Permintaan Tugas 1 » Salin persis bagian berita tentang defisit APBN ini, dari "Efisiensi yang dimaksud" sampai dengan "mendorong pemulihan ekonomi.".
Permintaan Tugas 2 » Menurut berita tentang defisit APBN ini, mengapa pemerintah ingin mengembalikan defisit APBN 2023 ke bawah 3% dari PDB?

Bagian Dokumen »
============
Reporter: Siti Masitoh | Editor: Handoyo .
KONTAN.CO.ID - JAKARTA. Pemerintah memastikan akan mengembalikan defisit Anggaran Pendapatan dan Belanja Negara (APBN) pada 2023 kembali sesuai ketentuan yakni di bawah 3% dari Produk Domestik Bruto (PDB).
Wakil Menteri Keuangan Suahasil Nazara mengatakan, tujuan mengembalikan defisit itu agar APBN pada tahun depan kembali normal, setelah sebelumnya bekerja lebih keras akibat menghadapi guncangan pandemi Covid-19.
Untuk diketahui, defisit APBN 2023 ditetapkan sebesar 2,84% dari PDB atau secara nominal sebesar Rp 598,2 triliun. Secara bertahap Defisit APBN telah menurun dari 6,14% pada tahun 2020, menjadi 4,57% dalam APBN Tahun 2021, dan turun menjadi 4,50% dalam Perpres 98 Tahun 2022.
Baca Juga: Hati-hati, Debt Service Ratio (DSR) Tahun 2023 Mungkin Bengkak hingga 30%
“Bagaimana caranya membuat APBN defisitnya kembali ke bahwa 3 persen? Caranya adalah dengan melihat lagi struktur perekonomian dan struktur dari APBN berupa penerimaan maupun belanja negara,” tutur Suahasil dalam agenda Simposium Nasional Keuangan Negara, Rabu (26/10).
Optimisme mengembalikan defisit di bawah 3% dari PDB juga sejalan dengan sudah makin membaiknya kondisi ekonomi pada tahun ini. Menurutnya, saat ini masyarakat sudah mulai percaya diri melakukan kegiatan ekonomi sehingga penerimaan negara mengalami peningkatan.
Adapun defisit APBN merupakan selisih kurang antara pendapatan negara dan belanja negara dalam tahun anggaran yang sama. Tahun depan anggaran pendapatan negara dipatok sebesar Rp 3.061 triliun, sedangkan belanja negara dianggarkan sebesar Rp 2.246,5 triliun serta Transfer ke Daerah dan Dana Desa sebesar Rp 814,7 triliun.
Baca Juga: Strategi Pemerintah Gunakan Saldo Anggaran Lebih (SAL) untuk Sumber Pembiayaan APBN
“Kita lihat belanja negara tetap meningkat namun dalam rangka memastikan bahwa defisit bisa kita turunkan di bawah 3% pada tahun 2023, belanja negara yang nantinya menjadi nilai di atas Rp 3.000 triliun tentu harus kita lakukan efisiensi efisiensi belanja,” jelasnya.
Efisiensi yang dimaksud adalah dengan memprioritaskan belanja yang diarahkan untuk melindungi masyarakat utamanya dalam melawan guncangan perekonomian global, dan juga untuk mendorong pemulihan ekonomi.
============
Cuplikan Data »
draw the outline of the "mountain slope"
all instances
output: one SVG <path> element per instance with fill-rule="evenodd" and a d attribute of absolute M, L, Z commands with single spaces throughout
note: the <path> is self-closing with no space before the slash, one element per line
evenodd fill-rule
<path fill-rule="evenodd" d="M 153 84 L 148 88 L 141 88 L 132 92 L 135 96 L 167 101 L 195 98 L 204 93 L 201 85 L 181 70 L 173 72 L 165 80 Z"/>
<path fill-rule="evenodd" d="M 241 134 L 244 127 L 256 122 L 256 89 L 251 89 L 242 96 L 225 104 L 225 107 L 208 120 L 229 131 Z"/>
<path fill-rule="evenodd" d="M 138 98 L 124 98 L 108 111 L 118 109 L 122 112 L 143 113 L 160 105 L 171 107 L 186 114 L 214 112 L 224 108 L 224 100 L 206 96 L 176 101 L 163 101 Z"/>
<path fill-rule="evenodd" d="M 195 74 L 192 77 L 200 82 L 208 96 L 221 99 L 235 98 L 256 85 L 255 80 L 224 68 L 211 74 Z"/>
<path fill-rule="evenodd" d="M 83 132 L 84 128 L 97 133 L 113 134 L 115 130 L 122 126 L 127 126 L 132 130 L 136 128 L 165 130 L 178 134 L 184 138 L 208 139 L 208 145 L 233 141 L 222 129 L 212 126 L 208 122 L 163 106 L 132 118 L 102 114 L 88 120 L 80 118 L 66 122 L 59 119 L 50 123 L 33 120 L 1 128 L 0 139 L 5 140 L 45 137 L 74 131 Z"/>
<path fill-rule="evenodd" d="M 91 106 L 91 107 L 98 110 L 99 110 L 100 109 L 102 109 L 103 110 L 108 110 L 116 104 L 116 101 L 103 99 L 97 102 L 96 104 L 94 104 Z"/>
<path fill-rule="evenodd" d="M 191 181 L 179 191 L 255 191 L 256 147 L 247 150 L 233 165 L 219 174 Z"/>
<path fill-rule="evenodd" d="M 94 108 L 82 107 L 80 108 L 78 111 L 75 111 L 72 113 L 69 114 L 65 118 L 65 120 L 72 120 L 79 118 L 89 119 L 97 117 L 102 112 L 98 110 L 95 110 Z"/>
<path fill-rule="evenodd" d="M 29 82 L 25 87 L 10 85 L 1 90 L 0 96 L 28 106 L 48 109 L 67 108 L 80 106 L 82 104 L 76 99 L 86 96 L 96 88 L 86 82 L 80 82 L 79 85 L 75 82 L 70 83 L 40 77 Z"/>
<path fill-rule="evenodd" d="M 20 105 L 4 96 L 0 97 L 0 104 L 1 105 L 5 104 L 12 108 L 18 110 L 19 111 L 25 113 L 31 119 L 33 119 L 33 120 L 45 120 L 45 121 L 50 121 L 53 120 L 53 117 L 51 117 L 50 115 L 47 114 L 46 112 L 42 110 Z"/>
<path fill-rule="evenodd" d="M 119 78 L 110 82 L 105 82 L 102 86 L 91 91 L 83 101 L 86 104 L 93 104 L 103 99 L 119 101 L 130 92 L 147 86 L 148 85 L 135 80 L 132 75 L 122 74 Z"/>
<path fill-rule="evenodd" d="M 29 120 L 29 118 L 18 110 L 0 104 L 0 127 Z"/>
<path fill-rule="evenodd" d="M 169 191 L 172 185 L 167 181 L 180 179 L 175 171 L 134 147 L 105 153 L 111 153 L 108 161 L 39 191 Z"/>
============
Hasil Latihan 1 »
Efisiensi yang dimaksud adalah dengan memprioritaskan belanja yang diarahkan untuk melindungi masyarakat utamanya dalam melawan guncangan perekonomian global, dan juga untuk mendorong pemulihan ekonomi.

Hasil Latihan 2 » Menurut Wakil Menteri Keuangan Suahasil Nazara, tujuannya agar APBN pada tahun depan kembali normal. Sebelumnya APBN bekerja lebih keras karena menghadapi guncangan pandemi Covid-19.